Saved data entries
▼

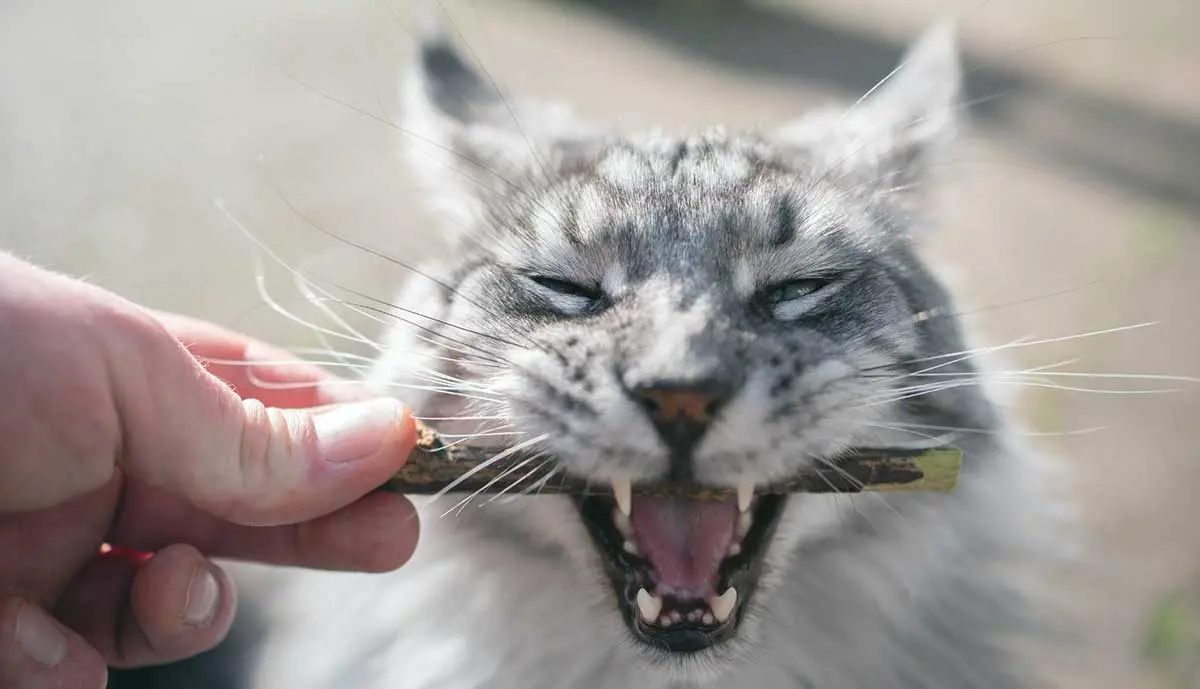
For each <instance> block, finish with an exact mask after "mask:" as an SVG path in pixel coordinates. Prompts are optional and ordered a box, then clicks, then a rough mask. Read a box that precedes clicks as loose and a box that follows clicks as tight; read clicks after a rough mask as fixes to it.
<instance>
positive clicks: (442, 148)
mask: <svg viewBox="0 0 1200 689" xmlns="http://www.w3.org/2000/svg"><path fill="white" fill-rule="evenodd" d="M485 74H486V73H480V71H478V70H475V68H474V67H472V66H470V65H468V64H467V61H466V60H464V59H463V56H462V55H461V54H460V52H458V50H457V49H456V48H455V46H454V42H452V41H451V40H450V38H449V36H448V35H446V32H445V31H444V29H443V26H442V24H440V23H439V22H434V20H431V19H430V17H428V16H426V17H425V23H424V26H422V29H421V37H420V40H419V44H418V54H416V55H415V59H414V60H413V66H412V68H410V71H409V74H408V78H407V79H406V83H404V89H403V98H404V102H403V113H404V116H403V121H402V128H403V131H402V136H403V151H404V154H406V156H407V157H408V160H409V163H410V164H412V167H413V168H414V170H415V172H416V173H418V175H419V178H420V180H421V181H422V182H424V184H425V185H426V186H427V187H428V192H430V194H431V197H432V198H433V200H434V202H436V203H437V204H438V206H439V209H438V210H440V211H443V212H446V214H451V215H452V216H454V218H455V220H456V221H457V222H458V224H461V226H464V227H469V226H472V224H473V223H475V222H478V220H479V218H480V216H481V214H482V212H484V209H485V206H486V204H487V203H488V202H490V200H491V199H493V198H497V197H503V196H505V194H508V193H510V192H511V190H512V188H514V187H515V186H524V185H527V184H538V182H539V181H542V180H544V179H545V176H546V175H548V174H551V173H552V170H553V168H554V167H556V164H558V163H559V162H560V161H558V160H557V158H559V157H560V155H562V152H563V151H564V150H566V149H569V148H570V146H566V145H564V144H569V143H571V142H581V140H588V139H592V138H594V137H596V136H598V134H600V133H601V132H600V130H599V127H595V126H593V125H589V124H587V122H583V121H580V120H577V119H576V118H575V116H574V115H572V114H571V113H570V112H569V110H568V109H566V108H565V107H559V106H554V104H548V103H532V102H528V101H522V100H516V98H512V97H511V96H508V95H505V94H504V92H502V90H500V89H499V88H498V86H497V85H496V84H494V83H493V82H492V80H491V78H490V77H486V76H485Z"/></svg>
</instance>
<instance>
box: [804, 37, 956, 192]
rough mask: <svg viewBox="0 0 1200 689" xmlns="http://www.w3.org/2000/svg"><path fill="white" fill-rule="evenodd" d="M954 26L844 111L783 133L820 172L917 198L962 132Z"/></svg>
mask: <svg viewBox="0 0 1200 689" xmlns="http://www.w3.org/2000/svg"><path fill="white" fill-rule="evenodd" d="M961 90H962V70H961V66H960V62H959V47H958V36H956V29H955V25H954V23H953V22H950V20H946V22H941V23H938V24H936V25H934V26H932V28H930V29H928V30H926V31H925V32H924V34H923V35H922V36H920V38H918V40H917V41H916V42H913V43H912V46H911V47H910V48H908V49H907V50H906V52H905V54H904V58H902V59H901V61H900V64H899V65H898V66H896V68H895V70H893V71H892V73H889V74H887V76H886V77H884V78H883V79H882V80H881V82H880V83H878V84H877V85H876V86H875V88H874V89H871V90H870V91H868V94H866V95H865V96H863V98H860V100H859V102H858V103H856V104H853V106H851V107H850V108H848V109H845V110H833V109H829V110H820V112H816V113H812V114H810V115H808V116H804V118H800V119H799V120H798V121H796V122H794V124H791V125H788V126H787V127H785V128H784V130H782V131H781V132H780V137H781V138H782V139H784V140H785V142H786V143H788V144H791V145H793V146H797V148H802V149H804V150H805V151H806V152H808V154H810V156H809V157H811V160H814V161H815V163H816V166H817V167H818V168H823V169H824V170H826V172H828V173H829V174H830V175H834V176H845V178H850V179H852V180H854V184H856V187H857V188H870V187H875V188H876V190H880V191H881V192H882V190H888V193H889V196H890V197H892V198H895V199H898V200H904V202H913V200H918V198H919V197H922V196H923V194H922V192H920V188H919V187H923V186H924V185H923V184H922V182H923V181H924V180H925V178H928V176H929V174H930V172H931V170H930V167H931V166H932V164H935V163H937V162H938V161H940V160H942V158H943V157H944V156H946V155H948V152H949V149H950V145H952V144H953V142H954V140H955V139H956V137H958V134H959V131H960V128H961V121H962V118H961V116H960V110H961V107H960V102H959V101H960V94H961Z"/></svg>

▲

**TASK:**
Show each line above that contains the string "clicks".

**EXERCISE ANSWER:**
For each <instance> block, finish with an exact mask after "mask:" as an SVG path in pixel coordinates. Prompts are optional and ordered a box, then clicks, then a rough mask. Read a box that precedes clicks as loose and a box that follows clicks as tight; read clicks after a rough mask as fixes to it.
positive clicks: (442, 148)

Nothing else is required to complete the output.